■ What needs to be done
Return the listing below in full, exactly.

■ Data for this exercise
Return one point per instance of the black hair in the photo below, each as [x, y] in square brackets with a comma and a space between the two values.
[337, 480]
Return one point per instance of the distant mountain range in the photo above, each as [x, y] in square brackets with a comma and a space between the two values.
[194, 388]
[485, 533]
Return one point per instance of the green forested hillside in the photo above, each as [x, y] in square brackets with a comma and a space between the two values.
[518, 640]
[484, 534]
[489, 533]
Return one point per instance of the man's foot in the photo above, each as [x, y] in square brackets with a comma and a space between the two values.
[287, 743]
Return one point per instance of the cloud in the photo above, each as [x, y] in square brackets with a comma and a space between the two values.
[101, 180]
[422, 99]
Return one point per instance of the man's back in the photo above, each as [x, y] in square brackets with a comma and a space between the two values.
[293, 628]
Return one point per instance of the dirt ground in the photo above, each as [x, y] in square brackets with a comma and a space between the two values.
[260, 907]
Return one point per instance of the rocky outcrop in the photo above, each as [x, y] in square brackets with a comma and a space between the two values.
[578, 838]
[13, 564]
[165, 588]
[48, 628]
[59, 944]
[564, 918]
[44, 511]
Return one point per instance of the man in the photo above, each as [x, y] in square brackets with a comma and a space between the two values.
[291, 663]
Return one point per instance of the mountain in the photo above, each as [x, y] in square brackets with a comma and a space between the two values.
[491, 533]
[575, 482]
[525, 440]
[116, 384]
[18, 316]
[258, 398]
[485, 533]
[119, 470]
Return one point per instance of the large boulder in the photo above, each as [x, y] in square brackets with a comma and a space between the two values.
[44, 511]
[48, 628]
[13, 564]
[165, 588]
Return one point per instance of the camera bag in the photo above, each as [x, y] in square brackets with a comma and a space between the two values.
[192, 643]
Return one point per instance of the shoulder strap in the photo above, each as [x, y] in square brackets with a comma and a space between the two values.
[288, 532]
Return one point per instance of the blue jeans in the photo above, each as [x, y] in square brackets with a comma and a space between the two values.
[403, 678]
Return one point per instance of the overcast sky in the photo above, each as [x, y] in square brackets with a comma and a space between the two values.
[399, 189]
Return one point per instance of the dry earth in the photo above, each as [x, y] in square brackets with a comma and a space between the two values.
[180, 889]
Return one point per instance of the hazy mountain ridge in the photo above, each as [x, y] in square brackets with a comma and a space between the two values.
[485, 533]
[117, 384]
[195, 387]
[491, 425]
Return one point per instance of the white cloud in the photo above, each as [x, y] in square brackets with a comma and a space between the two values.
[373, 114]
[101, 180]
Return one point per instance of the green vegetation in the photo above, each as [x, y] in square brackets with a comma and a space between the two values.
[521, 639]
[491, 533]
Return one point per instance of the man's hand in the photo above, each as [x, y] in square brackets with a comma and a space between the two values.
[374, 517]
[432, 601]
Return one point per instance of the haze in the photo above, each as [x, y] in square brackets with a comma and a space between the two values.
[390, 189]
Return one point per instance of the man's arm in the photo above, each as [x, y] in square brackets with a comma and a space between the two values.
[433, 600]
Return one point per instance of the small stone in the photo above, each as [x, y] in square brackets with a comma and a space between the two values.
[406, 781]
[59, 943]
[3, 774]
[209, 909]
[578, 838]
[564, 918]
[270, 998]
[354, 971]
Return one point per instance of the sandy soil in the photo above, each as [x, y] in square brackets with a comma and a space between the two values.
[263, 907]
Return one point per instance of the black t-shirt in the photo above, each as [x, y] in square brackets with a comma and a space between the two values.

■ Answer to the problem
Return one point per instance of the black hair in the photo below, each as [x, y] in square brackets with a comma and a space between the two values.
[337, 480]
Return one point per instance of the distant mountain range in the photo above, each as [x, y] in square brackets with a comma and a space between the two values.
[194, 388]
[485, 533]
Return one point per instance of the green forested hillside in the photo above, each as [x, y] in square brackets with a comma and a space between the two values.
[518, 640]
[484, 534]
[489, 533]
Return one point per instance of the man's foot in the photo above, each as [x, y] in square brackets with a comma and a space between the two values.
[287, 743]
Return one point per instance of the cloud in the photo above, each as [x, y] in square brackets with a comma and a space between the two values.
[101, 180]
[422, 99]
Return one point per instance of the man's back in the photo above, each as [x, y] in square brackets with a comma and a space between the two values.
[293, 628]
Return one point per instance of the dirt ground in the photo above, each as [x, y] in square brackets with a comma and a space between the two values.
[260, 907]
Return one point per instance of the rocky outcrop in the photo above, each as [x, y] in square brackets with a comma and a space between the two values.
[578, 838]
[13, 564]
[165, 588]
[48, 628]
[59, 944]
[564, 918]
[44, 511]
Return one point per instance of the man in the photo above, each as [x, y] in square brackets with a comma and a space between the two values.
[291, 663]
Return one point per instance of the mountain in the photo above, each as [x, y] in square brackets with a comma and a space between the two values.
[491, 533]
[575, 482]
[525, 440]
[116, 384]
[18, 316]
[258, 398]
[485, 533]
[119, 470]
Return one point per instance of the large boulder in the photo above, each as [x, y] in square brackets with a comma and a space between the two values.
[44, 511]
[48, 628]
[13, 564]
[165, 588]
Return one point per instance of the camera bag in the photo above, each as [x, y] in square brackets with a comma and a space between the two values.
[192, 643]
Return one point per instance of the shoulder strap in the photo above, each as [x, y] in square brackets with a comma and a space between the two values.
[288, 532]
Return one point per instance of the blue jeans in the photo above, each as [x, y] in square brackets with a comma and a space between the two values.
[403, 678]
Return one point per instance of the overcast sky in the photo above, each as [x, y] in square brackets with a comma and a space between the two values.
[399, 189]
Return one point per instance of the dry earth in the photo above, each as [x, y] in square brackets with a comma and a space between the two values.
[180, 889]
Return one point per instance of the hazy mountain ridge in the photo above, each as [x, y] in square brackets with a comma and a space between the two values.
[485, 533]
[117, 384]
[195, 387]
[491, 425]
Return one point per instance of the white cloud in the photo above, each as [x, y] in square brackets with a comma and a space between the two values.
[373, 114]
[101, 180]
Return one point per instance of the green vegetation in the photo above, each as [x, y] in square brackets with a comma and a space between the two values.
[521, 639]
[491, 533]
Return one point per instance of the man's hand in the photo above, each as [x, y] in square brackets with a comma and a space between the two values.
[374, 517]
[432, 601]
Return one point per instance of the haze in the photo above, each as [x, y] in square brackets with a comma and a space between the two values.
[390, 189]
Return one point per instance of the man's arm in the photo above, each as [x, y] in square brackets with a comma and a space between the two values.
[433, 600]
Return one point per instance of the small stone in the photo above, each as [x, y] in square brackets with a comma and a space between the two values.
[406, 781]
[59, 943]
[3, 774]
[209, 909]
[578, 838]
[564, 918]
[270, 998]
[354, 971]
Return one point per instance of the sandy soil in the photo above, each as [x, y] in square brackets with a comma and a space between the two values.
[263, 907]
Return one point per instance of the black t-shirt in the photo above, each as [x, y] in square brackets with a comma and a space between the two values.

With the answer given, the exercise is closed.